- _ACTIVIDAD 1_:
Responde con base en el fragmento sobre el boxeador Happy:
(a) ¿Qué le gritaba Eugenio Baena a Happy?
(b) Según Happy, ¿qué dos cosas nacieron con él?
(c) ¿A quién considera Happy lo mejor que ha visto?
- _ACTIVIDAD 2_:
Continúa el fragmento sobre el boxeador Happy a partir de su última oración.

- _FRAGMENTO CITADO_:
El periodista Eugenio Baena, uno de sus mejores amigos, recuerda: “A mí me hacía sufrir mucho. Yo le gritaba ‘¡Gira, Happy, gira!’, y él lo que hacía era retroceder. El drama de los inteligentes es que se quieren lucir. Él era impenetrable. Se ponía de una manera tan rara que no le llegaban. Yo sufría porque sabía que le podían dar un golpe que lo sacara de circulación. Los golpes le pasaban tan cerca, a milímetros, que él se abanicaba, y con su plasticidad se llevaba los aplausos”.
—Mi movimiento de cintura no me lo enseñó nadie, nació conmigo —explica Happy—. Eso y la rapidez mental. Lo perfeccioné viendo los pasos laterales de Muhammad Ali, el bolo punch, el jab y sus movimientos rápidos a pesar de ser un peso pesado. Admiré también a Mantequilla Nápoles, a Alexis Argüello y a Sugar Ray Leonard, que es lo mejor que yo he visto. Tenía una gran velocidad, era muy inteligente, veloz de manos y de piernas.

- _DATOS REGISTRADOS_:
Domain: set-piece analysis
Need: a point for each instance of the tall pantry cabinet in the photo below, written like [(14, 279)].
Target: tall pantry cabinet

- _RESPUESTA ESPERADA 1_:
(a) "¡Gira, Happy, gira!"
(b) Su movimiento de cintura y la rapidez mental.
(c) A Sugar Ray Leonard.

- _RESPUESTA ESPERADA 2_:
Su mejor golpe, el gancho de izquierda, era sorpresivo. En el ring imponía el camino e improvisaba. Pedro Vanegas Cassiani fue uno de sus primeros preparadores: “Desesperaba al rival. Era 70 % defensa y 30 % ofensiva. Se ponía para que el otro le tirara y no le daba, y cuando bajaba las manos era peor, porque el otro le pegaba menos. Tenía una gran velocidad para esquivar”. A Happy le tiraban seis golpes y le pegaban uno o dos; él tiraba tres y pegaba dos. Por eso siempre se veía como ganador.
Happy dice:
—Me levanto todos los días con mucho optimismo, y cuando salgo, en la esquina le pregunto a un señor “¿Qué dirección busca?”; al de la tienda le digo “¿Cómo amaneciste, mijo?”; al taxista lo saludo con efusividad; le doy un billetico al que anda jodido. A mi apartamento siempre va gente a pedirme cosas: “Happy, ayúdame con esta fórmula”; “Happy, regálame una camisa”; “Happy, ¿no tienes un par de zapatos viejos por ahí que ya no te pongas?”. Desde que gané el título la gente me pide ayuda… unos para comprar unas medicinas y otros hasta para pagar el recibo de la luz. ¿Y por qué lo hacen? Porque yo soy de todo el mundo.
—Tu primera defensa con Wilfredo Vásquez, de Puerto Rico, fue dura —le digo.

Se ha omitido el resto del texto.